### RECORDS
»»

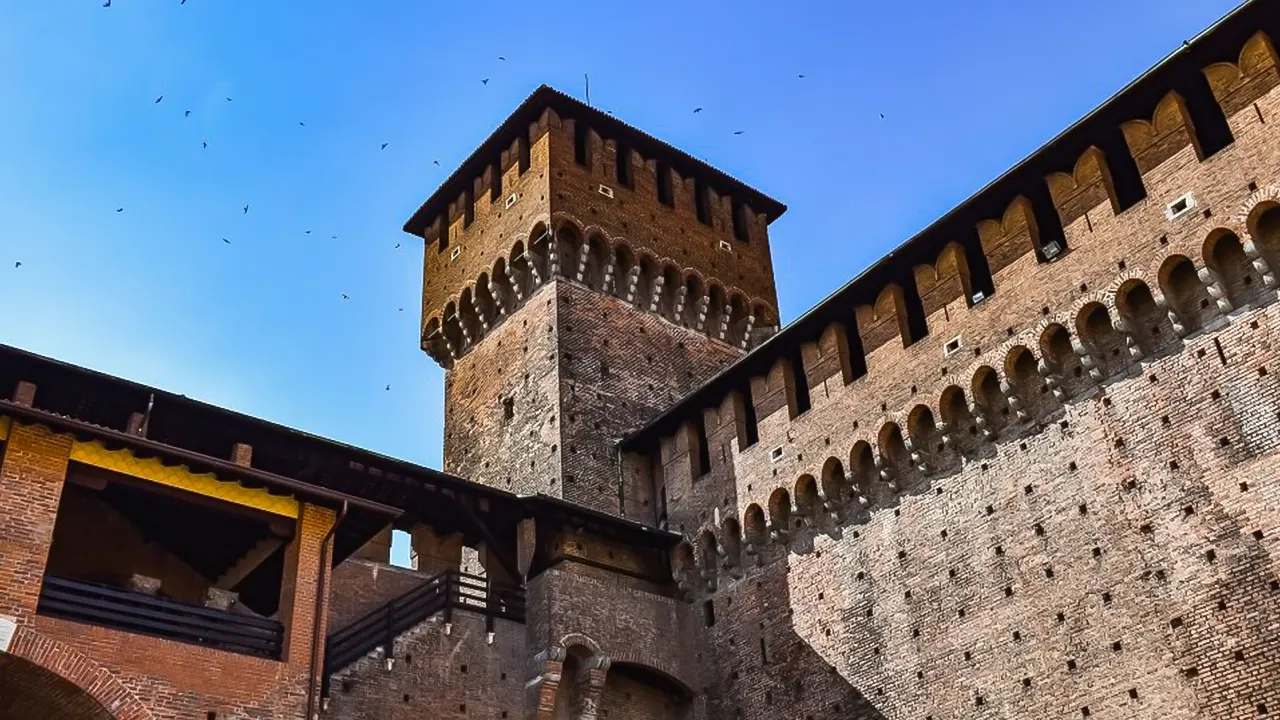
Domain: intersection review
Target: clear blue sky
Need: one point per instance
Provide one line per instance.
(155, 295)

««
»»

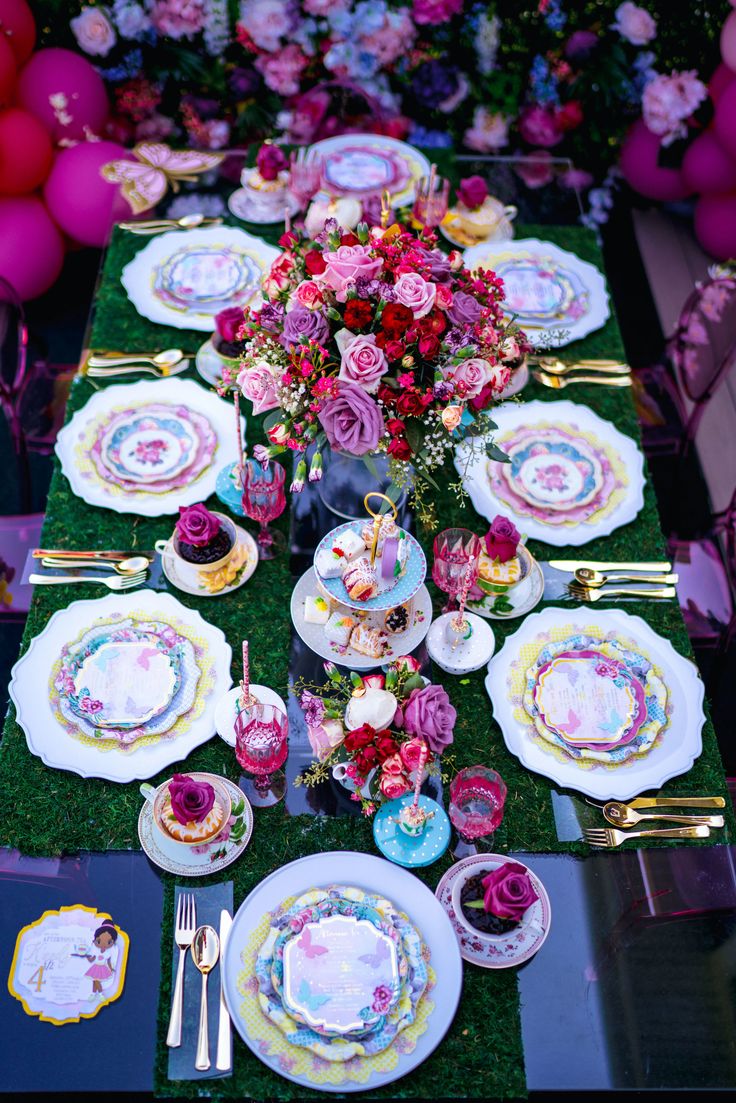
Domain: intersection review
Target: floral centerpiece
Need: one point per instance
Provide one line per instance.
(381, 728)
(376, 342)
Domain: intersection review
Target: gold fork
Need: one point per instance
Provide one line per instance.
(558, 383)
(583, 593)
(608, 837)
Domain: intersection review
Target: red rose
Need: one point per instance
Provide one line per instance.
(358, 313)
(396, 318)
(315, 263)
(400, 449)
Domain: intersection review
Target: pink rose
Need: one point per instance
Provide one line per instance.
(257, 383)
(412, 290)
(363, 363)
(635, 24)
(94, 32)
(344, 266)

««

### BRIEF
Copy out all lines of the material above in which "Target" occurs.

### EXERCISE RESPONSE
Target: clear blue sky
Target: floral centerpiece
Target: gold fork
Target: red rose
Target: pink rose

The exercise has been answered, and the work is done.